__Work instructions__. What is needed is an exact repeat of the entries, with no pictures in it.
(Beginning of Records for processing)
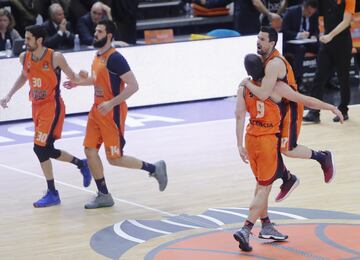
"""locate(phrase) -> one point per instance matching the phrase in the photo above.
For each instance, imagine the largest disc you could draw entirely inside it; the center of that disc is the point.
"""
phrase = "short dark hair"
(311, 3)
(273, 36)
(38, 31)
(254, 66)
(110, 26)
(4, 12)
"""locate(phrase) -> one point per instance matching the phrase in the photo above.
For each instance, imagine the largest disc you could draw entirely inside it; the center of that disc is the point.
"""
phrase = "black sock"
(248, 224)
(318, 156)
(51, 185)
(265, 221)
(101, 184)
(79, 163)
(148, 167)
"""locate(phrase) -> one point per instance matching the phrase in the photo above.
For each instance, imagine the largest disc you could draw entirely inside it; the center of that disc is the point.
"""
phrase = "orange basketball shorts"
(108, 129)
(264, 157)
(291, 126)
(48, 118)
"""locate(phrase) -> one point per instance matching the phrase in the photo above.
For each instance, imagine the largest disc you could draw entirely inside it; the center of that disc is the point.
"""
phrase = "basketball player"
(114, 82)
(277, 68)
(262, 144)
(42, 68)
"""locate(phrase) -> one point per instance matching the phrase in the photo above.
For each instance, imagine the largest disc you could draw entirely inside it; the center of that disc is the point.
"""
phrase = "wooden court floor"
(204, 171)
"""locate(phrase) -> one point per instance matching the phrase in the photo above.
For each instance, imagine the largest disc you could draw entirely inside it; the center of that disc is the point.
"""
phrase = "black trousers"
(334, 55)
(297, 52)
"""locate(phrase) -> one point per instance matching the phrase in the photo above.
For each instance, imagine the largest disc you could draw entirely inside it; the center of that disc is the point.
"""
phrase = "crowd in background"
(65, 18)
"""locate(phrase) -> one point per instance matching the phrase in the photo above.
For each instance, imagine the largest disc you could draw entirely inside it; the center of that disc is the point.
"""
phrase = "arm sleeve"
(117, 64)
(350, 6)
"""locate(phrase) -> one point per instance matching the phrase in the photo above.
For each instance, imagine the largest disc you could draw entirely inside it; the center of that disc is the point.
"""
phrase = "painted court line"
(118, 231)
(89, 191)
(137, 224)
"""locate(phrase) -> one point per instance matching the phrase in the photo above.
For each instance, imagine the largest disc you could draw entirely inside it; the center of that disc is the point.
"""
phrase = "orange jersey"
(293, 112)
(265, 116)
(105, 89)
(289, 78)
(109, 129)
(43, 78)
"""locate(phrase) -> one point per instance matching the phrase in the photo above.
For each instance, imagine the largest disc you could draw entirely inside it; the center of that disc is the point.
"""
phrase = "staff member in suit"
(60, 35)
(335, 52)
(247, 16)
(300, 22)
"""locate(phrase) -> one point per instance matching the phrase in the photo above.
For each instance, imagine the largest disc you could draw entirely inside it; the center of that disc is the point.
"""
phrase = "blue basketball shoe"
(49, 199)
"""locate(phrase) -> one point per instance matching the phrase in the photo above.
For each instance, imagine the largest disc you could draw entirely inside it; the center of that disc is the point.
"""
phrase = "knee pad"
(53, 153)
(41, 152)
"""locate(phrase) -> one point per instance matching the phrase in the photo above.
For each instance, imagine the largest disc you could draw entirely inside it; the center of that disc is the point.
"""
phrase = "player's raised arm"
(74, 79)
(282, 89)
(240, 113)
(21, 80)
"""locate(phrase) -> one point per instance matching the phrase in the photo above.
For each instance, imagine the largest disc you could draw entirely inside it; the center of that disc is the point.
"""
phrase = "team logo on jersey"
(99, 92)
(284, 142)
(46, 66)
(28, 66)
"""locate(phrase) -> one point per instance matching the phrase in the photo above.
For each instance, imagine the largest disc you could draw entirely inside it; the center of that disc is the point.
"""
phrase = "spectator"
(24, 14)
(335, 52)
(7, 30)
(87, 23)
(124, 14)
(247, 16)
(59, 31)
(300, 22)
(79, 8)
(274, 6)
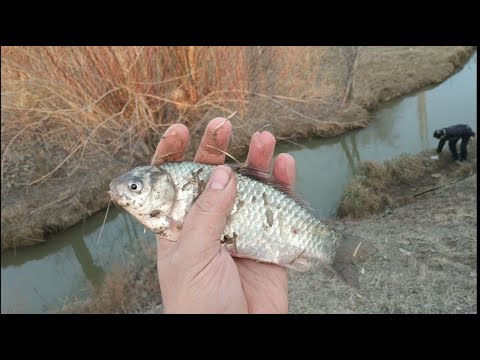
(End of Records for processing)
__Solved problem__.
"""locate(phrase) -> one point per instance matching the phrase in the photo above.
For each instance, imagine the largest disc you could draw entirely inside it; the center of that disc is the point.
"""
phrase = "short dark hair"
(311, 3)
(273, 36)
(38, 31)
(254, 66)
(110, 26)
(4, 12)
"""locate(phrase) -> one point per instance matching the phrase in the photo above.
For each instance, imagine the largest disc you could draw entirely inside it; the center of that disc is the point.
"""
phrase = "black sock"
(248, 224)
(318, 156)
(51, 185)
(265, 221)
(101, 184)
(79, 163)
(148, 167)
"""locate(phrase) -> one point per instance matching the phrase in the photo above.
For each instance, imagine the largest disc you could draw entirely inside it; the center of that disc is the point.
"""
phrase = "orange basketball shorts"
(108, 129)
(264, 157)
(291, 126)
(48, 118)
"""locate(phrase) -> one point per instance matching the phrase in the photo above.
For each instance, imagine the largest disc you could draw entirely inside it; the center of that disc is the point.
"""
phrase = "basketball player"
(114, 82)
(277, 68)
(262, 144)
(42, 68)
"""locate(phrase) -> one point per instance matching the phrase in the photo above.
For each instance, imagine the largest disc you could draw entirely inside it; the center of that disc is the point.
"""
phrase = "wooden court floor"
(204, 171)
"""locate(phrase) -> one point per instance matching the phrase in the photo above.
For each instance, imagine the largest disc you could draw entirely inside it; the center of that disc is the point.
"""
phrase = "black trousers"
(334, 55)
(297, 52)
"""locate(phrase) -> one point per instance matching the phrase in the photo above.
For each instance, imagine the largest disc you could draw entirely inside it; the center of that disc is the point.
"""
phrase = "crowd in background"
(65, 18)
"""locate(phrase) -> one point per instance matching the phrase in the photo above.
For each instance, imagine the largest disc you could draw entirely inside it; the center of that disc is the point.
"""
phrase = "arm sleeve"
(117, 64)
(350, 6)
"""locate(phrase) -> one point per instance matching the phrase in the photo above.
For each instance, imagine the largest disc you could draw entirely inside it; the center of that disc is the point.
"""
phrase = "painted court line"
(118, 231)
(89, 191)
(137, 224)
"""locate(phrase) -> one point per instance matching the phrase in the photo above.
For each instance, imagine the largest disc you could draw entirely inside it; the center of that disc is the point.
"""
phrase = "orange jersey"
(293, 112)
(265, 116)
(105, 89)
(289, 78)
(109, 129)
(43, 78)
"""locate(phrase) -> one point per instance matching the phrase in the photo above.
For each instance, imagine the largest disc you could draw entirely inside it; the center of that disc is the point.
"""
phrase = "staff member in suit"
(60, 35)
(335, 52)
(247, 16)
(300, 22)
"""locate(phrase) -> one point per instance matching the phrase in the photo above.
For each instance, imagine the largest disc you could draw entirely inside it; the center of that disc is the point.
"""
phrase = "blue basketball shoe"
(49, 199)
"""locate(phrase) -> one point per instance matching the phrase in the photo above.
For each instance, imagine the largest disc you could draw entirely inside it; the center of that disc is the point.
"""
phrase = "knee pad"
(53, 153)
(41, 152)
"""locate(phrase) -> one point per instance matching the phrase in the photo above.
For each instance, imagine the largest disc you could draw entirely inside it; the center of that disc is the point.
"""
phrase = "player's raised arm"
(74, 79)
(282, 89)
(240, 113)
(21, 80)
"""locate(phrase) -> one point per instance matching the phrase in the photo above.
For each instance, imagine the largest disc you could draw entirely inside it; the center of that disc is the point.
"""
phrase = "team logo on jersey"
(99, 92)
(284, 142)
(46, 66)
(28, 66)
"""locate(phrase) -> one point per instance matching the phrase in the photo above.
For each instance, imagine the largest disc you could draw entirely inside it; the center of that disc is the point.
"""
phrase = "spectator"
(24, 14)
(335, 52)
(7, 30)
(87, 23)
(124, 14)
(247, 16)
(59, 31)
(300, 22)
(79, 8)
(274, 6)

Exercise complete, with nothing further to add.